本文
++++++++++

東京電力福島第一原子力発電所の処理水放出を巡っては、8月24日の開始直後から中国からとみられる迷惑電話が日本国内で多発した。初回分の放出は11日に完了したが、迷惑電話が収束する気配は見えず、関係者の悩みは続く。
福島市のラーメン店「自家製麺うろた」には放出が始まった日の夜、片言の日本語で「カクハイスイ」「バカ」とまくしたてる電話がひっきりなしにかかってきた。店長の遠藤風太さん(26)は翌日の開店前に電話線を抜いたが、元に戻せずにいる。
今でも電話線をつなぐと、30分に1回は迷惑電話がかかってくるためで、団体客のテイクアウトの注文を受けられない。遠藤さんは「誰が何のためにしているのか……」とため息をつく。
福島県によると、県庁や県内の市町村、学校などへの迷惑電話はこれまでに1万件以上に上る。1日30件もの電話がかかってきて、診療に支障が出た医療機関もあるという。内堀雅雄知事は4日の記者会見で、「この事態を非常に憂慮している」と懸念を示した。

++++++++++

上にある処理水放出後の迷惑電話についての記事を、最後の文の後から引き継いで書き進めてください。 資料はここでの作業には関わりません。

提供資料
++++++++++

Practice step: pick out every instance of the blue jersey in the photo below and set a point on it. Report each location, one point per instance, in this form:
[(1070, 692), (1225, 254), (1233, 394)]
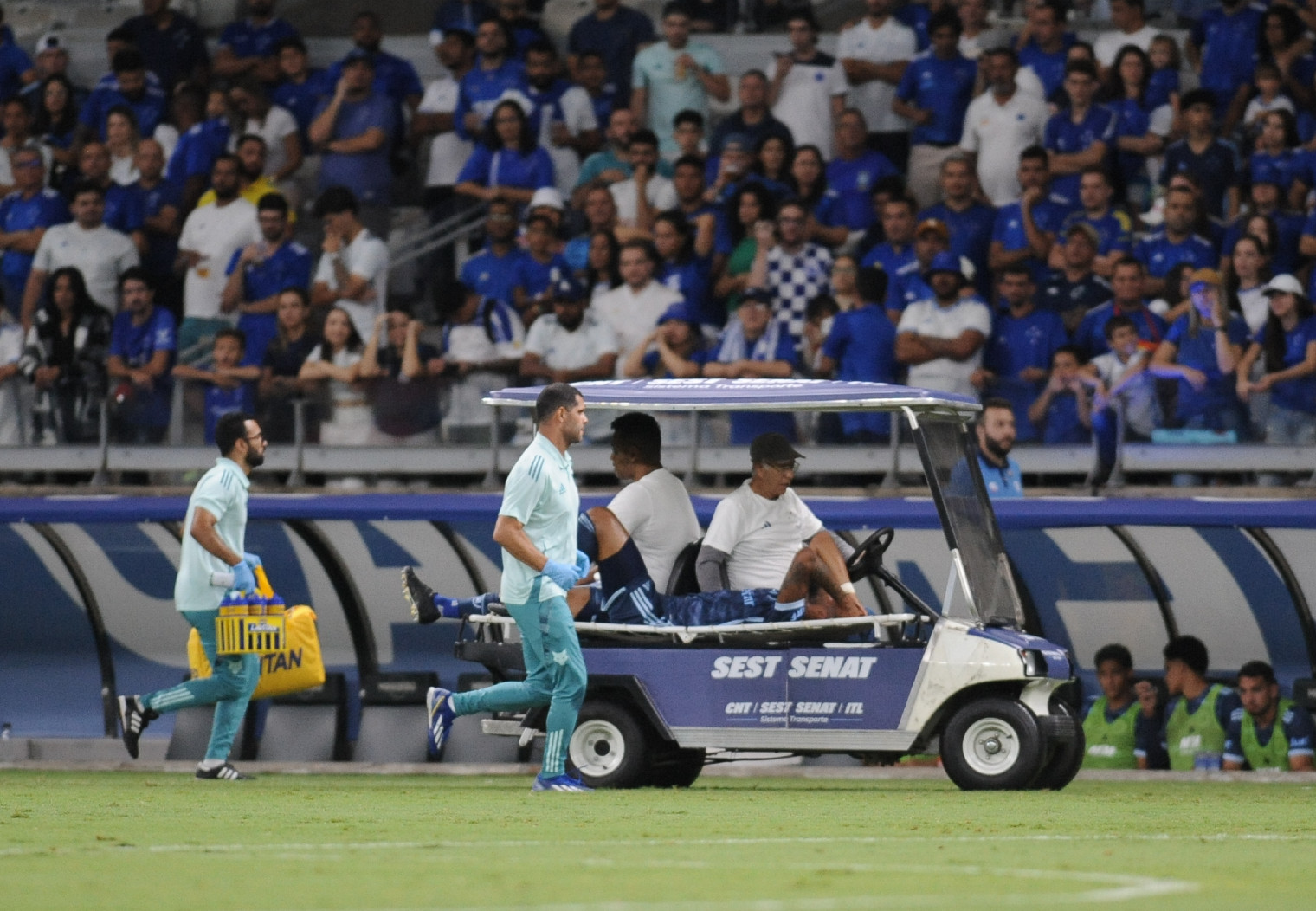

++++++++++

回答
自治体も対策強化に動いている。福島市は夜間対応の職員が仮眠をとれないため、深夜から早朝にかけての電話を着信拒否にした。東京都は、迷惑電話がかかってくるとオペレーターが、処理水の安全性を中国語で説明する自動音声を流す。多い日で1日2万件近くあった迷惑電話は約200件に減ったが、今も入電件数全体の6分の1を占める。
東京都江戸川区の区立施設「総合文化センター」は国際電話を着信拒否にした。担当者は「元に戻したら、またかかってくるかもしれない。処理水と無関係の施設なのに、迷惑な行為はやめてほしい」と話した。